# Dataset entries:
══════════
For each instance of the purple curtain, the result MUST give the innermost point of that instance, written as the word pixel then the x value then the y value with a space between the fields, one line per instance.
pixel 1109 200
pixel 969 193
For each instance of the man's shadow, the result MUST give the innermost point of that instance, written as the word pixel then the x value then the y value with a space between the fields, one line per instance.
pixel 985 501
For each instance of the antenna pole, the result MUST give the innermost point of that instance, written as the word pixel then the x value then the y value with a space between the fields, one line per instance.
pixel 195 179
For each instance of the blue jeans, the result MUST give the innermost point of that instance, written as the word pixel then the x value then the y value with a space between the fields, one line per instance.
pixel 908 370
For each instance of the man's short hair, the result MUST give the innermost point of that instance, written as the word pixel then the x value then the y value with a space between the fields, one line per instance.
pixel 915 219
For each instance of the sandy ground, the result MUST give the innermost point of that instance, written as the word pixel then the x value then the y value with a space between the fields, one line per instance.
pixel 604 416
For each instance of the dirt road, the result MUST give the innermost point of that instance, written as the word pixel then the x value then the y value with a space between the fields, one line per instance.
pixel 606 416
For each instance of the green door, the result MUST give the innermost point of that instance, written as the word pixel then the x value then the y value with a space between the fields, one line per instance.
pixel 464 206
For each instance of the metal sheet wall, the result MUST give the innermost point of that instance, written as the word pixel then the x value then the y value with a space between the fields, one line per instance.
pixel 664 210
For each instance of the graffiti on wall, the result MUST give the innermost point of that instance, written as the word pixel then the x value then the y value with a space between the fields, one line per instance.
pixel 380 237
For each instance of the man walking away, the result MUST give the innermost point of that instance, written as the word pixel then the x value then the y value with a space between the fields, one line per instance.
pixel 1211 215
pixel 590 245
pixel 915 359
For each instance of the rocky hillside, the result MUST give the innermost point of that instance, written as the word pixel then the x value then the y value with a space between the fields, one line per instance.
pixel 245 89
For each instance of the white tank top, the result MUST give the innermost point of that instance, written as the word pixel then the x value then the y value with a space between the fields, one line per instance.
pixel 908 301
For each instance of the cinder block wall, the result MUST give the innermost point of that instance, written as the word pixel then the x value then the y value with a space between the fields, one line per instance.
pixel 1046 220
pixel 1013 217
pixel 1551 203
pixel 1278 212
══════════
# Work to complete:
Reproduce the listing above, substituting "central point" for every occurrence of "innermost point" and leaving everything else unchanged.

# Solution to this task:
For each instance of the purple curtain, the result MUST give the central point of that instance, written as the word pixel then the x value then the y value with a space between the fields, one line per instance.
pixel 1109 200
pixel 969 193
For each instance of the man's shadow, the result MUST give the central point of that instance, written as the word pixel then the x value then the y value with a space between the fields, one line per instance.
pixel 985 501
For each instance of the antenna pole, the result MUST give the central point of that instance, written as the word pixel then the x value then the y value with a space between the fields, one line per instance.
pixel 195 179
For each instance of the blue jeans, the result MUST give the central point of that instance, written as the word pixel then the x value then the y value with a space between the fields, one line per instance.
pixel 908 370
For each instance of the man's short hair, the result MUST give the central point of that instance, written as the word pixel then the x value then the y value with a space between the fields, one line per instance.
pixel 915 219
For each instance of the sandy ground, the result MUST give the central point of that instance, written as the word pixel then the x value then the y value with a space between the fields, one line per instance.
pixel 604 416
For each instance of the dirt road, the result MUST give the central point of that instance, written as the word pixel then the x value then the y value with a space between the fields, one line per instance.
pixel 606 416
For each instance of the green door, the result MUST give the central point of that instance, written as the word pixel then the x value then the y value with a space between the fields, one line per instance.
pixel 464 206
For each instance of the metal sheet wall, the result MUST give the central point of that instance, written as the word pixel then the x value then the y value with a space between the fields, one line per instance.
pixel 664 210
For each instance of the graffiti on wall, the result MUST give the central point of that instance, written as the word pixel then the x value then the y value with a space between the fields, one line per instance.
pixel 380 237
For each instance of the man walking away, the result MUST give the central point of that instance, written as the word pixel then the x value then the y value with a space between the fields, one line per instance.
pixel 1211 215
pixel 590 245
pixel 915 359
For each instance of the rocky hillside, the result MUST give the central point of that instance, written as the word pixel then the x value then the y value with a space between the fields, one line per instance.
pixel 245 89
For each instance of the white tank top, the result MUST give the central point of that instance, written as the word pixel then the x value then the y value with a space between the fields, one line per instance.
pixel 908 301
For each instance of the cinder block wall, the result MUST give the central point of that instance, written as the word pixel then the x value then the y value with a space between the fields, one line per instance.
pixel 1046 220
pixel 1013 217
pixel 1551 203
pixel 1278 212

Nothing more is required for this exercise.